Thought for the Day by Robin Fishwick
“Evil Human Desires” and the Will of God
When young people gathered on Woodhouse Moor recently, on one of the first warm days of this year, there was a wide degree of criticism which even received national attention. Some of this criticism was valid – about not taking their litter away and not social distancing – but I suspect that at the heart of much of this was a resentment that other people were relaxing and having fun at a time of crisis. You can sense a similar frustration in Peter’s letter today. “Here we are at the end of days, this age is about to end and God’s Kingdom is about to come on Earth – so what are you lot messing about at?”
There was a similar feeling in Europe in the early 17th Century with the rise of Puritanism. After the religious turmoil of the Reformation and ensuing wars, there was a resurgence of the feeling that the world was about to end. The response of the Puritans was to reject all worldliness and concentrate on the will of God. Too often, though, this came hand in hand with a very narrow view of what the will of God is. Closing theatres and banning Christmas are two of the things Puritans are now most famous for.
This view of the will of God contrasts with the Jesus of the Gospels. In fact Jesus himself seems to be portrayed by his religious contemporaries as not sufficiently Godly and far too Worldly (Luke 7:34). Jesus’ disciples are criticised for not being strict in their religious observance, Jesus is criticised for receiving the hospitality of “sinners” and receiving lavish gifts. There is also a sensuality in some of the attention he receives that seems to get tongues clicking.

### INFORMATION GIVEN
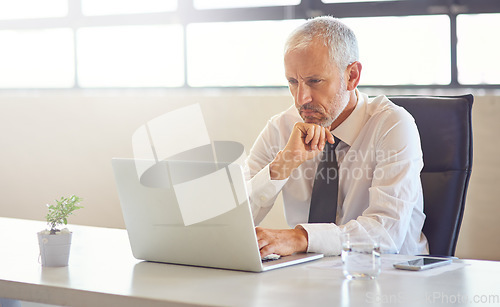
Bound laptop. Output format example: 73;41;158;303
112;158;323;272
--
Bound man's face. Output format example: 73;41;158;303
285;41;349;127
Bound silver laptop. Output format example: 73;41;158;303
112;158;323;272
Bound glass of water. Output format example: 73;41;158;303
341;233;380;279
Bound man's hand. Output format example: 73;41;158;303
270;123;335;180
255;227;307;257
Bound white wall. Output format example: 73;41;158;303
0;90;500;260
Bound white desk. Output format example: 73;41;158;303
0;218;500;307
==
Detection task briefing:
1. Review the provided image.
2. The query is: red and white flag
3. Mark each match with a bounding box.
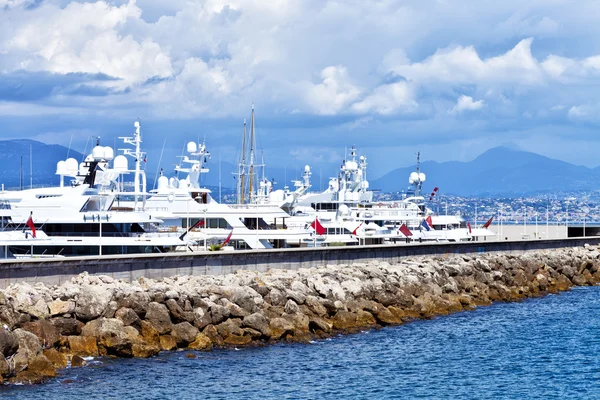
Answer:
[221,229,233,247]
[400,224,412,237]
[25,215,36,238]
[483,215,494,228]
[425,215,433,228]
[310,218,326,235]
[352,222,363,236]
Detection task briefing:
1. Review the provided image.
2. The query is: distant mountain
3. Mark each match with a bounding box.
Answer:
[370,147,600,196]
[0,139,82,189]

### WORK REQUEST 1
Reproduce word for word everything in the Thought for the Day piece from "This view of" down to "get tongues clicking.".
### WORK REQUEST 2
Resume the Thought for the Day piece, picking up after its final sentence.

### ANSWER 1
This view of the will of God contrasts with the Jesus of the Gospels. In fact Jesus himself seems to be portrayed by his religious contemporaries as not sufficiently Godly and far too Worldly (Luke 7:34). Jesus’ disciples are criticised for not being strict in their religious observance, Jesus is criticised for receiving the hospitality of “sinners” and receiving lavish gifts. There is also a sensuality in some of the attention he receives that seems to get tongues clicking.

### ANSWER 2
Looking at Quaker history, I can see how that apparent conflict between the supremacy of the will of God and the richness of human experience has gradually resolved. Quakers maintained that simplicity of the Puritans, the sense that all things must be subjugated to the will of God, but over the years have come a realisation that science, music, art and culture are not ungodly pursuits but on the contrary ways of encountering the divine. For all Christians, we need to be wary of a false dichotomy between human desires and the will of God. As Peter reminds us, it is love that is the key. Without love, the pursuit of pleasure becomes a hollow, destructive and exploitative endeavour. With love, the whole range of human experience becomes a hymn of praise.